What to work on: Transcribe the data below without alteration, starting at the line that contains "Return one point per instance of the beach lounger, written" and ending at the line that contains "x=286, y=30", with both of those lines included.

Data for processing:

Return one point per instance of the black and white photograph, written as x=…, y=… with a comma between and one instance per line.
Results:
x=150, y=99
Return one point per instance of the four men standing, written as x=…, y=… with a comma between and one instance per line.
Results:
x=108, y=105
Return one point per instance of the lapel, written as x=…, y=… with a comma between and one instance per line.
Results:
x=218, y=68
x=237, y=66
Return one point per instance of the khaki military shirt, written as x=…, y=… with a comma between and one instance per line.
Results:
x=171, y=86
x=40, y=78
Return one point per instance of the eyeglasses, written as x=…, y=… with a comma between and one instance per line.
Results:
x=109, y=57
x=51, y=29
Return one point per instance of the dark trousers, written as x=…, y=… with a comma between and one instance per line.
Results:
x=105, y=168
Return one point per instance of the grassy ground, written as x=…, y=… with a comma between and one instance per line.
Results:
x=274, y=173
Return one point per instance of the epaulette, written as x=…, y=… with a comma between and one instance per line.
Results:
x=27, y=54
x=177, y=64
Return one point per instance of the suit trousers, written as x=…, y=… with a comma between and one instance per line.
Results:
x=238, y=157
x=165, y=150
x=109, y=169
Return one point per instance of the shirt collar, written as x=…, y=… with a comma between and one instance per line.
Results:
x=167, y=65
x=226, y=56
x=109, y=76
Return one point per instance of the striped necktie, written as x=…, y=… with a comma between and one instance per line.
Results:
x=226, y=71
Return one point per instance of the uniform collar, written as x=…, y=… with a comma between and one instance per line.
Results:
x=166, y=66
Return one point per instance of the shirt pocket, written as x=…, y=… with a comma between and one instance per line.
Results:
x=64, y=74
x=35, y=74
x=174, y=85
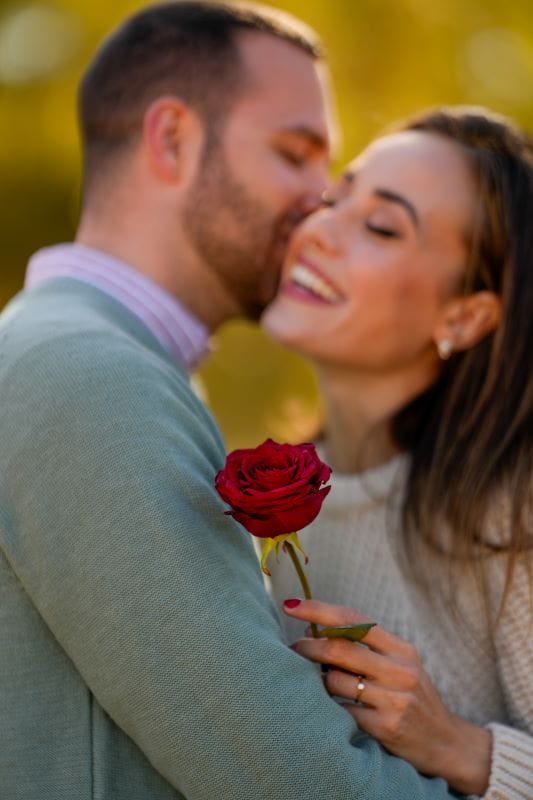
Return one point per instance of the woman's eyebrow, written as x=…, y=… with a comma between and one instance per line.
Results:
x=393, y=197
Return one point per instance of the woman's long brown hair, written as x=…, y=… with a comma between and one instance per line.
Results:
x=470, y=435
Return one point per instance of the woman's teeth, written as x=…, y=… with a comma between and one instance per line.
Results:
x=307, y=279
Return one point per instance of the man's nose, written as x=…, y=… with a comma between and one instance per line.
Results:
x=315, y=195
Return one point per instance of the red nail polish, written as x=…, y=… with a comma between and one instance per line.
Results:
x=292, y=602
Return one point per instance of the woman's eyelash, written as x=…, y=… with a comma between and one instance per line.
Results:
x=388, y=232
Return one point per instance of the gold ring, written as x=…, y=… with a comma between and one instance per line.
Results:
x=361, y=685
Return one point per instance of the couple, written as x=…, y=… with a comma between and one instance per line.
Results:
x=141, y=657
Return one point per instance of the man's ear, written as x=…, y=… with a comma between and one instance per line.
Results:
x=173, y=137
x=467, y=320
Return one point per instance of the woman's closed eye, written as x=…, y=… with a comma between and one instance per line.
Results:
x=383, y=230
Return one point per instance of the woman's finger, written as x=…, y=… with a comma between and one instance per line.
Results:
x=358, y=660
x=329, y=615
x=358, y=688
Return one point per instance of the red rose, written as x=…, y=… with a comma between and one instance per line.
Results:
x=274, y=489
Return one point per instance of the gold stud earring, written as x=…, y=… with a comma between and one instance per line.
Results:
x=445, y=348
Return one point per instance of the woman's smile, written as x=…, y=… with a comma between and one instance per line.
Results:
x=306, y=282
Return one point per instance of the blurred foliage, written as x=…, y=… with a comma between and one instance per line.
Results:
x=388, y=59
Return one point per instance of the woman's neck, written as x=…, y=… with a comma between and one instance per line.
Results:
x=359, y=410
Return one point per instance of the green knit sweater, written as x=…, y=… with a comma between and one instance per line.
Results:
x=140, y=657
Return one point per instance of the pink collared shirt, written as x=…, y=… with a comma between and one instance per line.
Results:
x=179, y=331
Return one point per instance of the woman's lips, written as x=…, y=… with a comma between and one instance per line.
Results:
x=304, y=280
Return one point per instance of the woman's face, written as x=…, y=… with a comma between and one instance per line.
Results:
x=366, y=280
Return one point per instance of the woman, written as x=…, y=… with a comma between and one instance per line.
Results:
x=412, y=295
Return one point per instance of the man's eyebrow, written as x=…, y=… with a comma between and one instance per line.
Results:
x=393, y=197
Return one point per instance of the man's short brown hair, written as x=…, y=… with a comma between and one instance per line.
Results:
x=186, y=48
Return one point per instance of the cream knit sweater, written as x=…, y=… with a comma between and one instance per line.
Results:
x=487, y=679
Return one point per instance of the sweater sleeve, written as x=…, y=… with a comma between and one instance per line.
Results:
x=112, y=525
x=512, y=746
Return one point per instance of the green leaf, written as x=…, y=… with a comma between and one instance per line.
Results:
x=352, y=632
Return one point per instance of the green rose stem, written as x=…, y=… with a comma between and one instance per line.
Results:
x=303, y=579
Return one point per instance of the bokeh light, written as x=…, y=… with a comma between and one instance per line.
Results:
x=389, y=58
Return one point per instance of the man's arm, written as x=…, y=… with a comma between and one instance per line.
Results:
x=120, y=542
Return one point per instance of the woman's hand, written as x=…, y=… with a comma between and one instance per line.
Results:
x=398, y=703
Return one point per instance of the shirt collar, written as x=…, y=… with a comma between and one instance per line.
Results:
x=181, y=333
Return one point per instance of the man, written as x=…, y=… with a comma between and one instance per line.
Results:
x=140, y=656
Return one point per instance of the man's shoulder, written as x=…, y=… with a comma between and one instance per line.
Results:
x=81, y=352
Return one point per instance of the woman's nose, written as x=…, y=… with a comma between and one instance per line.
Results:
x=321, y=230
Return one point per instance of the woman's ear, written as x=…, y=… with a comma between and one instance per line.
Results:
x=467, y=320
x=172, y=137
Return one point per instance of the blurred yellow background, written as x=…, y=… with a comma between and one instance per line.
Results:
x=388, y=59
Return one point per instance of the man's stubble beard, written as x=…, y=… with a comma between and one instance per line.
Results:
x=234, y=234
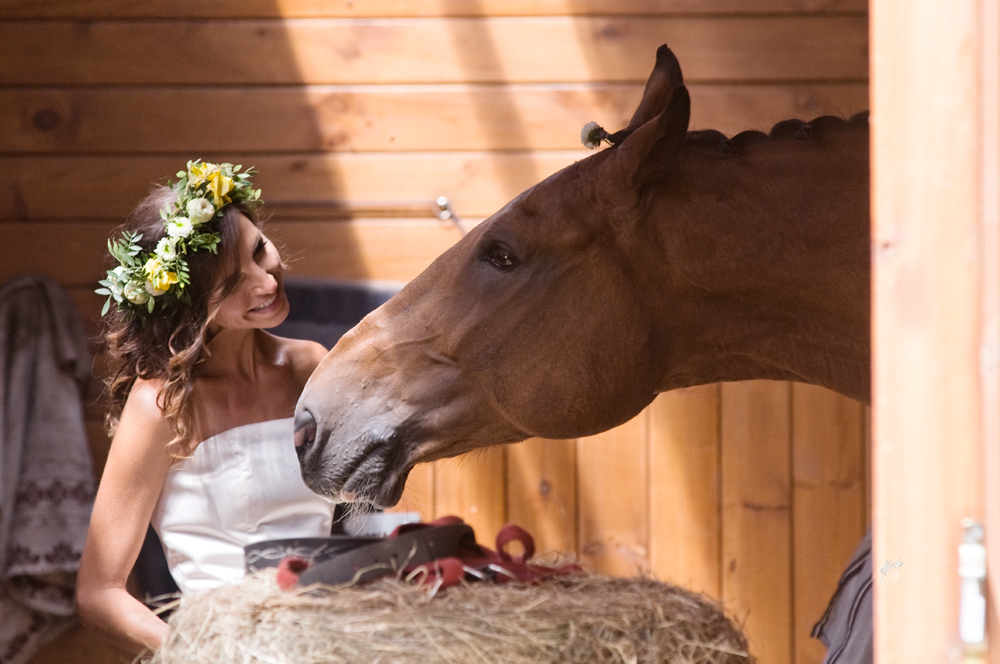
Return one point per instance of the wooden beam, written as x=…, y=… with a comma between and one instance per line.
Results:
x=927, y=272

...

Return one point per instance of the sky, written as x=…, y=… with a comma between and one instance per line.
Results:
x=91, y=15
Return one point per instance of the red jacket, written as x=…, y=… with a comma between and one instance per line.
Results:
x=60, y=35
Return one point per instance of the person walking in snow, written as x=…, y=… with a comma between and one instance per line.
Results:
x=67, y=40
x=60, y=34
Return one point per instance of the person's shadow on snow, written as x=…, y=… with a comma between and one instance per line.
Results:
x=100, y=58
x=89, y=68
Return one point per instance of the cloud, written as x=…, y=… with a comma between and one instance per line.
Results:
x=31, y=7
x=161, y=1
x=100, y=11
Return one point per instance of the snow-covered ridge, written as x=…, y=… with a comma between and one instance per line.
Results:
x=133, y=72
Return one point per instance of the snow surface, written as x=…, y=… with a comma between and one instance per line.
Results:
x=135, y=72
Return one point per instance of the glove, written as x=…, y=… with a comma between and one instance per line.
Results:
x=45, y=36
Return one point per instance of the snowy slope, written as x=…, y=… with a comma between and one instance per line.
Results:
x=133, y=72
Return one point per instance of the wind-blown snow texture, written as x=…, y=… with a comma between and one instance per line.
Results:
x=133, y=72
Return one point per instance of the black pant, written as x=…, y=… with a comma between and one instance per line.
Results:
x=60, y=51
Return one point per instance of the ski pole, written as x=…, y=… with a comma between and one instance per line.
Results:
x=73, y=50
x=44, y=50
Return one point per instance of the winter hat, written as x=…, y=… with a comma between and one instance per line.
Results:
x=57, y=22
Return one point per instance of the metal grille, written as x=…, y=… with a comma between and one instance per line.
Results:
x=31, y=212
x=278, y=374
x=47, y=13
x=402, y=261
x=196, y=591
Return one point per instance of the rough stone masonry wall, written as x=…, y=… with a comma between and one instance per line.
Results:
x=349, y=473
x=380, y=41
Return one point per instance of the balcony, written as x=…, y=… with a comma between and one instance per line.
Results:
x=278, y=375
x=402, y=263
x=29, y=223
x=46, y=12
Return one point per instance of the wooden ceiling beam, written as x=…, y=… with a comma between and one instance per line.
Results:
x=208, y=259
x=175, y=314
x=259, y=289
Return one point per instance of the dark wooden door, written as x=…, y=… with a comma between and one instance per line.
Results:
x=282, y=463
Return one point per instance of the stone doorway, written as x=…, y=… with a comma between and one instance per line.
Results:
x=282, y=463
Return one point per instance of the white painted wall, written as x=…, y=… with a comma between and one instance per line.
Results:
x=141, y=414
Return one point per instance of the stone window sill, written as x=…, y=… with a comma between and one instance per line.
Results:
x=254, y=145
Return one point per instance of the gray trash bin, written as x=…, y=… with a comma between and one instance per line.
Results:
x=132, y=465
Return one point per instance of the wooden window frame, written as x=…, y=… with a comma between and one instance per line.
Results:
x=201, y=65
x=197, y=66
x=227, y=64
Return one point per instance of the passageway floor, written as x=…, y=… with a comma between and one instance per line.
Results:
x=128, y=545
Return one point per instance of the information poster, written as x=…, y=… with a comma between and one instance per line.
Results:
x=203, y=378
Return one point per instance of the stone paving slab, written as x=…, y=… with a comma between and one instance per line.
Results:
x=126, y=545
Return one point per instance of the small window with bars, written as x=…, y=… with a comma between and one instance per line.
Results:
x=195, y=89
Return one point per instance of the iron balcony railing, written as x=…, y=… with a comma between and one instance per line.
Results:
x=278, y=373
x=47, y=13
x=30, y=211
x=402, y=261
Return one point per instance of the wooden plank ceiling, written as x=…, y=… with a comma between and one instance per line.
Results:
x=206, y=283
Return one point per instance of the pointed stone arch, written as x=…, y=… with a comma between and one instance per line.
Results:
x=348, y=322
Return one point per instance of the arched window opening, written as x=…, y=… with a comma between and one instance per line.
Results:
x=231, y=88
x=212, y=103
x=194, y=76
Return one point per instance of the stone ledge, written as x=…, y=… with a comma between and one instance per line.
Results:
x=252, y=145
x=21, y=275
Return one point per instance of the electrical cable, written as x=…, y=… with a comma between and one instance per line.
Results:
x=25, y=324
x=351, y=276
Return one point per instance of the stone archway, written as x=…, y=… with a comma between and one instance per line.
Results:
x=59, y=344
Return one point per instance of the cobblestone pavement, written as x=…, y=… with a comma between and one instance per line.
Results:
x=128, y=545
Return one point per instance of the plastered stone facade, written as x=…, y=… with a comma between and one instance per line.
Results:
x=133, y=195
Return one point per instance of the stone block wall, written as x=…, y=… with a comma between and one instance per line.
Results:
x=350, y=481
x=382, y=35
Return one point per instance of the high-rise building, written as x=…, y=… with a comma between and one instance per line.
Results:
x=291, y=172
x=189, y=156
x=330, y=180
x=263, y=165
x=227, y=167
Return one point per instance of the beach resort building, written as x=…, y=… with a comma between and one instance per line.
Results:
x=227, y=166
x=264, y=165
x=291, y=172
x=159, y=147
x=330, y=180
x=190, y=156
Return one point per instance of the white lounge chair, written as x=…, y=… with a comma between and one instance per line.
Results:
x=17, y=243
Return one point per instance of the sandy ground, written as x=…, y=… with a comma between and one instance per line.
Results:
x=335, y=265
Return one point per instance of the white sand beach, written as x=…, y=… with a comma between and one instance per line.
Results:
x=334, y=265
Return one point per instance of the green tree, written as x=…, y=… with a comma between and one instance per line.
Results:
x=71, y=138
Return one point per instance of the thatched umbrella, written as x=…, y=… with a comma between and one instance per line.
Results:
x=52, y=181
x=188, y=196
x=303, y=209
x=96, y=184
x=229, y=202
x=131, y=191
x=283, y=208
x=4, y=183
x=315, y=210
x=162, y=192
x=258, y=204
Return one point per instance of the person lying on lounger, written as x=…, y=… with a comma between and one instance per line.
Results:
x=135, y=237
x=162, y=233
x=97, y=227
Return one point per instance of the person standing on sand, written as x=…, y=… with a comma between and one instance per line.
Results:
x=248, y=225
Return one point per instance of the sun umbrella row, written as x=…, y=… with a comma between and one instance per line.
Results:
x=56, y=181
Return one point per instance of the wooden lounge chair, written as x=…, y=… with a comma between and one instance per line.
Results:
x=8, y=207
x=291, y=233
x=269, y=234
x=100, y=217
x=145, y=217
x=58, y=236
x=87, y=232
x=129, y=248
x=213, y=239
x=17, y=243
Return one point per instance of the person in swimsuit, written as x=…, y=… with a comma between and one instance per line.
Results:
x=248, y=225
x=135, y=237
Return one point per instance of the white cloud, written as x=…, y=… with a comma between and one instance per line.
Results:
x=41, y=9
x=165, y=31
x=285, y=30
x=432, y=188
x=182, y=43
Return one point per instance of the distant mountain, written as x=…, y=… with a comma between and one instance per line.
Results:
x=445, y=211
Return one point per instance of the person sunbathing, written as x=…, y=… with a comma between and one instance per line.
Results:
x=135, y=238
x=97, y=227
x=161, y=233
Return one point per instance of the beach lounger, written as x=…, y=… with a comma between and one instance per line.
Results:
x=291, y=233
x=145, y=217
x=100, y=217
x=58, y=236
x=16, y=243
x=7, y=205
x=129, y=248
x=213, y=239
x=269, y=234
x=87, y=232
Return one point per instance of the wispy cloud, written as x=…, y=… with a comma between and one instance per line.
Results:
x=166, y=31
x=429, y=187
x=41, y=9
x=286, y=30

Solution for this task:
Return one point per instance of the beach lounger, written as x=…, y=… with a comma between and one instance per line.
Results:
x=291, y=233
x=145, y=217
x=100, y=217
x=58, y=236
x=16, y=243
x=7, y=205
x=129, y=248
x=213, y=239
x=269, y=234
x=87, y=232
Return one point per instance of the wispy cloud, written as x=…, y=… with a comma between and one instance per line.
Results:
x=166, y=31
x=429, y=187
x=41, y=9
x=286, y=30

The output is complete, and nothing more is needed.